**What the task asks:** Please pick out every line in the material below that contains the word "vanity" and copy each one in full.

BEGIN Given data

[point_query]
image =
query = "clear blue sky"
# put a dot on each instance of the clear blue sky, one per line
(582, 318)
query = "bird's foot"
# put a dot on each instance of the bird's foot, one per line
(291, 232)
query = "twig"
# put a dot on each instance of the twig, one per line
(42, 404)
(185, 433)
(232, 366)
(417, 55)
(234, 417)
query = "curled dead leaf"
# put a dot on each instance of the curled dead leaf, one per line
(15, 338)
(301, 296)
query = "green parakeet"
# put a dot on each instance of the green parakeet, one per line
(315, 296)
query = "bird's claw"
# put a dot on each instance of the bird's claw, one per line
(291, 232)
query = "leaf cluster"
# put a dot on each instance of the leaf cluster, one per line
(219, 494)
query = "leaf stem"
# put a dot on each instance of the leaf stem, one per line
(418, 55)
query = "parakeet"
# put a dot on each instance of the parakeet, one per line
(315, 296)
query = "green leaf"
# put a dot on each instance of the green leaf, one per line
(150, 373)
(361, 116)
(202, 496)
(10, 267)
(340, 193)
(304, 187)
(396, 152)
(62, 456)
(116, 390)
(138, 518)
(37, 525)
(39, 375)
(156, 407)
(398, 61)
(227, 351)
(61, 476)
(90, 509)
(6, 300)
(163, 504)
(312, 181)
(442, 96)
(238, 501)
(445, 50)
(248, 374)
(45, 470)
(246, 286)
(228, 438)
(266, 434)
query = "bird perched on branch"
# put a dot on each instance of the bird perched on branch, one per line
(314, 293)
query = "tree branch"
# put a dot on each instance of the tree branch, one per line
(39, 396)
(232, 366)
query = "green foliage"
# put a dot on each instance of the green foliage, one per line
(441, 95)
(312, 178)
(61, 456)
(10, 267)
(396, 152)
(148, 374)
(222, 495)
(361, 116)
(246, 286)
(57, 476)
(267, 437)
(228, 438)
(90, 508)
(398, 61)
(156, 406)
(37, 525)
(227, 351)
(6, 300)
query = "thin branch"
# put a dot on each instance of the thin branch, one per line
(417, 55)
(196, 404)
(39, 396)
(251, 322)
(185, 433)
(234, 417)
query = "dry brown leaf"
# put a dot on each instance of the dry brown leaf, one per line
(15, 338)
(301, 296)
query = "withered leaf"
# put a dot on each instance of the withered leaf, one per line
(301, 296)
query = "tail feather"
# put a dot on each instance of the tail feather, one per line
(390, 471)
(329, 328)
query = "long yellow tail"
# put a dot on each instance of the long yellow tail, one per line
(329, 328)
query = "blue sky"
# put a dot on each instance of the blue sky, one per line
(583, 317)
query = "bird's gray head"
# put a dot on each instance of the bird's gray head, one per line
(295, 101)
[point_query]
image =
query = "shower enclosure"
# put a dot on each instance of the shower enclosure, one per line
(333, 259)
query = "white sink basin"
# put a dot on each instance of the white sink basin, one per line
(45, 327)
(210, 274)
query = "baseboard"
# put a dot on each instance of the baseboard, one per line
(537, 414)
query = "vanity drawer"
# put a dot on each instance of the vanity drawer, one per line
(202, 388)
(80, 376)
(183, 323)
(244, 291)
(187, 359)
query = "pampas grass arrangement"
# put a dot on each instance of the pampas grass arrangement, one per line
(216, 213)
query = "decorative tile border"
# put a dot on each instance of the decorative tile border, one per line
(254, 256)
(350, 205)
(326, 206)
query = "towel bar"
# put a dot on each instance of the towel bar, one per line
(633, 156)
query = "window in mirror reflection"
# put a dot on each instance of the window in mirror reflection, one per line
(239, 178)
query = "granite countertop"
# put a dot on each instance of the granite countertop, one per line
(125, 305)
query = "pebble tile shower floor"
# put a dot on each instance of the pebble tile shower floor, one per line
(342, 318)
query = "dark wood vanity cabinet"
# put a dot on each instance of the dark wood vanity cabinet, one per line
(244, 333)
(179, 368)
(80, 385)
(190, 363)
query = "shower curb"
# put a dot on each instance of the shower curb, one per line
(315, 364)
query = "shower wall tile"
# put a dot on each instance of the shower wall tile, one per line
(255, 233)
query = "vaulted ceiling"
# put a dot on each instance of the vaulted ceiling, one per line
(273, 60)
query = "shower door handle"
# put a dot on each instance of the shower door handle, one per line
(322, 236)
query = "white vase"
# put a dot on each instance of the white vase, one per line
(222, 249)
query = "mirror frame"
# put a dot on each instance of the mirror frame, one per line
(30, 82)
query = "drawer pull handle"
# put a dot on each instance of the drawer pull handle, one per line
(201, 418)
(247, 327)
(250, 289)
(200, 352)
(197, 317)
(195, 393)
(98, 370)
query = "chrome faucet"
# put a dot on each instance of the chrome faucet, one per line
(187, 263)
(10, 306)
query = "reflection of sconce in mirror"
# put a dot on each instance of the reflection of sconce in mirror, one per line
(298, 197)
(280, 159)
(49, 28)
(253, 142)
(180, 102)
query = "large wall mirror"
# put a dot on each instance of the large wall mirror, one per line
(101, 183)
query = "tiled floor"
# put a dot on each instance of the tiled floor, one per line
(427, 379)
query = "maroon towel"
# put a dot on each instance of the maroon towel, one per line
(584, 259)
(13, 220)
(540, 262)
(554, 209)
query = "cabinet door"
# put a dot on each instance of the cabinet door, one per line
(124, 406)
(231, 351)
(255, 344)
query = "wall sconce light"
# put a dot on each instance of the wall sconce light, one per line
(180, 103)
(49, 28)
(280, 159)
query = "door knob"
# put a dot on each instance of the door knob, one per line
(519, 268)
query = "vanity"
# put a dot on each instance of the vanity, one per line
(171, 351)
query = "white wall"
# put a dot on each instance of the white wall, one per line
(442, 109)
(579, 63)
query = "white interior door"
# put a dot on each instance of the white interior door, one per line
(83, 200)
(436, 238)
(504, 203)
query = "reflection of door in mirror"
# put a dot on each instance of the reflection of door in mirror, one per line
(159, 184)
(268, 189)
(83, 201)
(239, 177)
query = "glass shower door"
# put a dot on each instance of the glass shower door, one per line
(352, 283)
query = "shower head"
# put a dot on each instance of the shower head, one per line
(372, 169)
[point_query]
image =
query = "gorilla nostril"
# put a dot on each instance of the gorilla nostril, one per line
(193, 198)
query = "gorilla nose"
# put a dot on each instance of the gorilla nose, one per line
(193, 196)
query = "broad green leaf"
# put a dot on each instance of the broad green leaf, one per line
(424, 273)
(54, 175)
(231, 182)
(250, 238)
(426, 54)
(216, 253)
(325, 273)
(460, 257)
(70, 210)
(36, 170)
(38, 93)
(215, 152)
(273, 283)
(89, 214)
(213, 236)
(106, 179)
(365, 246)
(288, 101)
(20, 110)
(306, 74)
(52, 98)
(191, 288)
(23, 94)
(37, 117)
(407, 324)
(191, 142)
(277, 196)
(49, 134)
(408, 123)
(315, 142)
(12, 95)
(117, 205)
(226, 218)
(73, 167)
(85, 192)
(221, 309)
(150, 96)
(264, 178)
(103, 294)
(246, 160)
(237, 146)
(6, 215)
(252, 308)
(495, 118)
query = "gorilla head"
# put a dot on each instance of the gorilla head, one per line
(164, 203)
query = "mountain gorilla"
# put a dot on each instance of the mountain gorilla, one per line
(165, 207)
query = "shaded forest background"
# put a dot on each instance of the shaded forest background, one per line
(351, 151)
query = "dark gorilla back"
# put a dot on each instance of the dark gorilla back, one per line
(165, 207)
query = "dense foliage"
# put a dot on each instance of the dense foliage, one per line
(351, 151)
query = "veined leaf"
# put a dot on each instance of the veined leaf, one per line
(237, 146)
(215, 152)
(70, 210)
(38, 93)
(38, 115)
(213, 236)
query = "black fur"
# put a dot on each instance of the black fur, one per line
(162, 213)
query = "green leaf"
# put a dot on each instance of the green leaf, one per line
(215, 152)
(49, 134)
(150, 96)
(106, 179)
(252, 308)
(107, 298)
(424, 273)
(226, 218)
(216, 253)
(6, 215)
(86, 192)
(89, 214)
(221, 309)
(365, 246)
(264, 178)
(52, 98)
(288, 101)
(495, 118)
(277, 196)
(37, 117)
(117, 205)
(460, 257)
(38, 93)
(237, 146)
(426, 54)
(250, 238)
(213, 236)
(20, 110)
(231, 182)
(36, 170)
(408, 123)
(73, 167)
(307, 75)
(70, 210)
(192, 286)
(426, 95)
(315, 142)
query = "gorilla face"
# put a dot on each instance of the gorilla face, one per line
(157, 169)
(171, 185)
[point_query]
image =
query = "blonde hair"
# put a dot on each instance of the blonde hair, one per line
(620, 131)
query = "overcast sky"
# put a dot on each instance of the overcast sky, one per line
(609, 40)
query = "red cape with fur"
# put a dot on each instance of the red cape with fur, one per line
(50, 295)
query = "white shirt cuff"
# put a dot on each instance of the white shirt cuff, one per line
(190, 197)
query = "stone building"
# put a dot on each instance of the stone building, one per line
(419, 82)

END Given data

**Answer to this task:**
query = "vanity drawer"
# put a dot on each instance of the vanity drawer, one per line
query = "dark wood vanity cabinet"
# put a dot on each instance of the dark wood vanity cabinet, one per line
query = "vanity"
# put a dot on each instance of the vanity, one per line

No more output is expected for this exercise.